> _INSTRUCTION A_
Answer these from the passage on the Rogation of the Ninevites:
(i) Who was honored among the heathen when Saul persecuted him?
(ii) What were the daughters of Jonah's people weeping for?
(iii) What did the Hebrews pour out to their graven images?
> _INSTRUCTION B_
Set down every one of the stored dataset items below, line for line, leaving out the pictures.

> _PROVIDED PASSAGE_
>>>

From the Rogation of the Ninevites (Bāʿuṯā dNinwayē):
"[Jonah] saw the old men weeping, While the aged of his people were living in luxury; He saw Nineveh was mourning, While Zion waxed wanton. He looked on Atour* and greatly despised Jerusalem, inflated with arrogance. Behold! The impure women had become chaste*, But the daughters of his people were defiled. He saw the devil possessed in Nineveh were changed, and had learned the truth; He saw the prophets in Zion were deceivers and full of falsehood. He saw the idols in public places were broken, among the heathen; He looked into and saw the secret chambers of his people were full of idolatry. He thus, being a Hebrew, received a proof in respect of the heathen; And laid aside the wonder that had held him. That the priest had entertained Moses, Or the widow woman, Elias, Or that David, when Saul persecuted him, Was honored among the heathen. He feared lest should now be falsified The preaching with which he was commissioned; For he knew that his
proclamation, Might become of no effect by repentance. He saw that the daughters of the heathen, Had renounced* the idols of their fathers; But he mourned that the daughters of his people, Were weeping for Tammuz. He saw that the soothsayers and diviners, Were abolished in Nineveh; But that enchanters and star-gazers, in Judea roamed at large. He saw the priests with their own hands Root up the altars of Ashur; But he saw every man in Zion Build his altar near his door. When Jonah looked on Nineveh, She gathered her sons together as a Church. Nineveh purified her womb and in her was honored the fast, But the Holy Temple of Zion, They had made a den of robbers. He looked on Nineveh, and the King Paid adoration unto God; He Looked on Jeroboam, And he was worshipping the calves. The sins of the Ninevites made them tremble, With loud crying before God; The Hebrews sacrificed their sons, And offered up their daughters to devils. In their fasting, the Ninevites Poured out their tears to God; But the Hebrews to their graven images Poured out their wines. From the Ninevites there was perceived The fair savor of mourning; But in the midst of Zion there breathed The perfume and incense of idols.[1][2]"

<<<

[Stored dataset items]
>>>

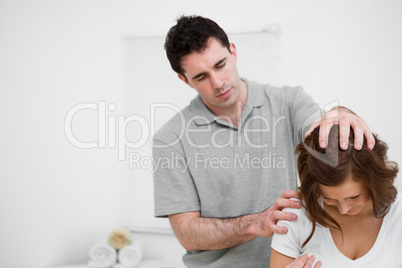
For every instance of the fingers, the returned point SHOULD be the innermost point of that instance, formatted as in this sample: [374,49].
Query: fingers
[303,261]
[345,119]
[290,194]
[286,203]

<<<

> _CORRECT ANSWER A_
(i) David
(ii) Tammuz
(iii) Their wines

> _CORRECT ANSWER B_
For every instance of the fingers, the returned point SHOULD be the innermost point of that instance, formatted as in this sample: [374,49].
Query: fingers
[303,261]
[345,119]
[290,194]
[286,203]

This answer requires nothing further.